- **Pointing records**:
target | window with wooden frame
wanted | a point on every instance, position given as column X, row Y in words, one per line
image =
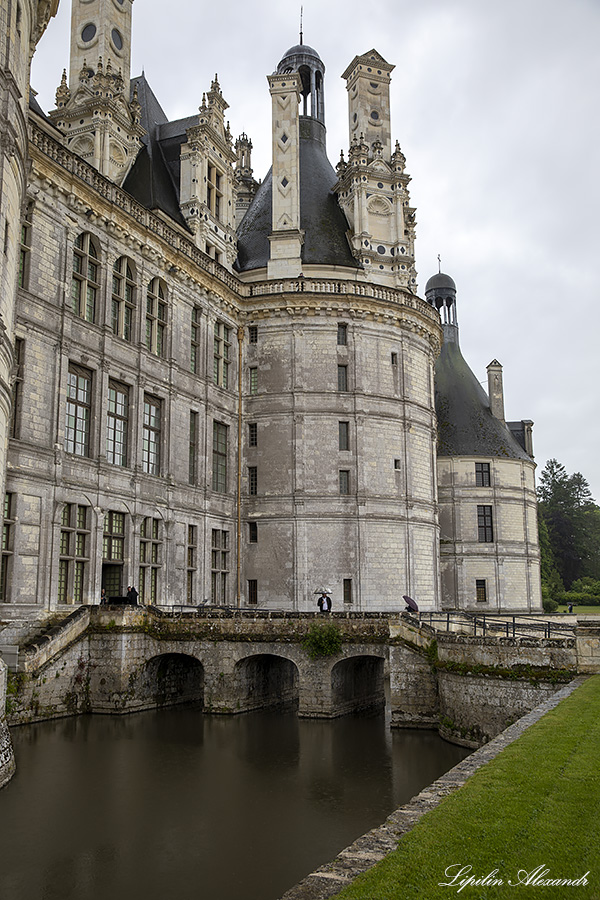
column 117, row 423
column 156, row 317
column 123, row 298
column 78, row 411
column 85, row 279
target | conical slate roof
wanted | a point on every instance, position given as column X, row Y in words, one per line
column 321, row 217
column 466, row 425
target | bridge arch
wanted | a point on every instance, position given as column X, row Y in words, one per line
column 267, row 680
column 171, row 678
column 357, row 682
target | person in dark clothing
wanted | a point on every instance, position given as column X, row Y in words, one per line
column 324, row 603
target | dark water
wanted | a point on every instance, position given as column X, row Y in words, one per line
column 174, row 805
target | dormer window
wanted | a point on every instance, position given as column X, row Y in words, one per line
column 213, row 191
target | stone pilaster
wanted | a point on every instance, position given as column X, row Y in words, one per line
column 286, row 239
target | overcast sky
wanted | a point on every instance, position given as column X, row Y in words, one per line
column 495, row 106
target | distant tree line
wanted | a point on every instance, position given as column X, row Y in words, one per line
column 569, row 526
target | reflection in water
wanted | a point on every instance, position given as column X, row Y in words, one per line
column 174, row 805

- **What is needed**:
Copy the data from the line containing "target | dark water" through the last line, substituting "cloudy sky" for "overcast sky" and keeping everything else the same.

- **The answer**:
target | dark water
wanted | a point on every instance, position given as column X, row Y in words, one per line
column 174, row 805
target | dormer window
wanted | a point on every instance, position given as column X, row Y in words, one per line
column 213, row 191
target | stone pilaster
wanted | a point on every instance, position given as column X, row Y in words, one per line
column 286, row 239
target | cloudy sky
wanted | a point on every instance, position given as column X, row Y in words, one per line
column 495, row 106
target | distant tree line
wanted | a point on every instance, position given as column X, row Y in words, one per line
column 569, row 526
target | reflection in water
wanted | a point on every instance, position given as column X, row Y in words, one per line
column 174, row 805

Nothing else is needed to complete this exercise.